Region pointing data
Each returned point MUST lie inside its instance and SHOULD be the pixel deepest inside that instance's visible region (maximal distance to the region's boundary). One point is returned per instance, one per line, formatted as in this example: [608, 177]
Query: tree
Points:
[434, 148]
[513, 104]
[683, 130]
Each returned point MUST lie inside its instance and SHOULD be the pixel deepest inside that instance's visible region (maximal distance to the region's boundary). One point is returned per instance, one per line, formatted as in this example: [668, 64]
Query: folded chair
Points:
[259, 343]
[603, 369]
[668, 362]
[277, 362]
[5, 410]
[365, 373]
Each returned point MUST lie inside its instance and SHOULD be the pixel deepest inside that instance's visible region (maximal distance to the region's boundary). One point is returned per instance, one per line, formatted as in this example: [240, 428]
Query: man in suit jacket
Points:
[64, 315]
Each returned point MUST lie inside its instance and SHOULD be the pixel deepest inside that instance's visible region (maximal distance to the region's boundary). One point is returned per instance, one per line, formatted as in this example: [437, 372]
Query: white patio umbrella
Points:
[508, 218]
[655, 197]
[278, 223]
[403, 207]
---
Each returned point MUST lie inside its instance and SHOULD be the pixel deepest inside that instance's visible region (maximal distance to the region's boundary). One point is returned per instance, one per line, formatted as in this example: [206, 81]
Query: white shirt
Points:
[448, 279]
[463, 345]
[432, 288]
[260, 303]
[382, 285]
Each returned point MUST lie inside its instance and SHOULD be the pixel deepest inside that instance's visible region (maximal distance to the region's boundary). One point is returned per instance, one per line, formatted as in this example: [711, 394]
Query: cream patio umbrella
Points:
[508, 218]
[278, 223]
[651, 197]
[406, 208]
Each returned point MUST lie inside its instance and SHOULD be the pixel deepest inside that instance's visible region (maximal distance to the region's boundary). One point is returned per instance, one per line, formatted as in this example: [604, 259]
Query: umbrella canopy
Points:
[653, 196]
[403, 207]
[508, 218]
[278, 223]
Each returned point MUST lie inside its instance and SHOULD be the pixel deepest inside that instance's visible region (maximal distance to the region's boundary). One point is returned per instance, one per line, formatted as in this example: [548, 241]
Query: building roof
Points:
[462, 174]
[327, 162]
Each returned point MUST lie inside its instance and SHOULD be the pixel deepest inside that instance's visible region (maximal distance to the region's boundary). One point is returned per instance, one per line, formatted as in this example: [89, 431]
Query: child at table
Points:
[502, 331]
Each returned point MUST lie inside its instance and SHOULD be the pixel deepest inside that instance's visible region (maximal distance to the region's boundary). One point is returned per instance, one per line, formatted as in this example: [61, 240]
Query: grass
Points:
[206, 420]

§ Assignment
Begin with the line above that has "example: [548, 241]" and continue through the line that has "Query: building roof", setting each one down exactly. Stop there.

§ Solution below
Each returned point MUST lie inside its instance and SHOULD be the pixel deepest inside that instance's visible region (maximal distance to the region's boundary). One point is returned per instance, one per line, formatted as in this example: [548, 241]
Query: building roof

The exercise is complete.